--- START ---

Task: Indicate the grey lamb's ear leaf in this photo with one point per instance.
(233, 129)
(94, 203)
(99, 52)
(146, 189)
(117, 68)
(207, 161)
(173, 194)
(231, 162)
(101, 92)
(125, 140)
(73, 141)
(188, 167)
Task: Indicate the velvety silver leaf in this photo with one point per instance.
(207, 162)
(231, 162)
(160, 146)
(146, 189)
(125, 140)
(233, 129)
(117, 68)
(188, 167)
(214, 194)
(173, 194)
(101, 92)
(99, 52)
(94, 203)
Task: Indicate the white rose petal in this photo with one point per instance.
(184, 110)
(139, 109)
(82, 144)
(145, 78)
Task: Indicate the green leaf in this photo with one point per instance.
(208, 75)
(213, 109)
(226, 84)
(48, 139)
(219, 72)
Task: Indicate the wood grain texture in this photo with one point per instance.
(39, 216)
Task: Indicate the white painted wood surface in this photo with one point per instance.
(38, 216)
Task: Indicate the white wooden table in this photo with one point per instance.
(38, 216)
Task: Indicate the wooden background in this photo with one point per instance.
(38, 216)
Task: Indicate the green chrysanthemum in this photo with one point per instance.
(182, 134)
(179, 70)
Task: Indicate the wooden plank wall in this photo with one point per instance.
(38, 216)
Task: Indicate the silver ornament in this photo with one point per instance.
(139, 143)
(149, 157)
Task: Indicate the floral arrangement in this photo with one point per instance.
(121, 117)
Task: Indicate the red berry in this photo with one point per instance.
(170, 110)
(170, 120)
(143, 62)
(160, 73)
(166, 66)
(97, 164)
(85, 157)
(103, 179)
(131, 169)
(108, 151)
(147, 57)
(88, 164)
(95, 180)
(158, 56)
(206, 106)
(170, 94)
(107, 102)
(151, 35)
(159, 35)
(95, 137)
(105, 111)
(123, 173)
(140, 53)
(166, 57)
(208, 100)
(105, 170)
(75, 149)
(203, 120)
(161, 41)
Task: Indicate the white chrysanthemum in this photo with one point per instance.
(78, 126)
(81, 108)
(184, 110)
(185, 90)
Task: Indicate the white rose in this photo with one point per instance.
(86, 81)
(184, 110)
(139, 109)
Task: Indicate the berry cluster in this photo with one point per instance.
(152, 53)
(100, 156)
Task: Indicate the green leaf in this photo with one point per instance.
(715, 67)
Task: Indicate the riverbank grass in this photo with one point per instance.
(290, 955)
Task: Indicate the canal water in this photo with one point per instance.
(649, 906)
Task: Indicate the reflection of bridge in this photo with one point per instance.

--- END ---

§ **EXERCISE INSTRUCTIONS**
Give again the lines from the line holding "Task: Indicate the wooden plank" through the close of the listing, both included, exactly as written and with nothing else.

§ **EXERCISE OUTPUT**
Task: Indicate the wooden plank wall in this photo with one point per instance.
(38, 216)
Task: Indicate the silver ornament in this photo with one point per instance.
(139, 143)
(149, 157)
Task: Indicate the floral arrangement in this photo with one point per instance.
(121, 117)
Task: Indicate the red berry in this photo with one point per instance.
(170, 110)
(170, 120)
(143, 62)
(160, 73)
(166, 66)
(97, 164)
(85, 157)
(103, 179)
(131, 169)
(108, 151)
(147, 57)
(88, 164)
(95, 180)
(158, 56)
(206, 106)
(170, 94)
(107, 102)
(151, 35)
(159, 35)
(95, 137)
(105, 111)
(123, 173)
(140, 53)
(166, 57)
(208, 100)
(105, 170)
(75, 149)
(203, 120)
(161, 41)
Task: Indicate the white chrysanthemum in this photo with one point per instance.
(78, 126)
(81, 108)
(184, 110)
(185, 90)
Task: Indicate the white rose in this photo with one point per instance.
(86, 81)
(184, 110)
(139, 109)
Task: Indicate the berry cluster in this photo with one point per instance.
(152, 53)
(100, 156)
Task: Indicate the green leaf in this photo with one point per instance.
(715, 67)
Task: Indicate the riverbank grass in this photo with one point per instance.
(290, 955)
Task: Indicate the canal water in this photo with one point per instance.
(649, 906)
Task: Indicate the reflection of bridge in this photo with one point per instance.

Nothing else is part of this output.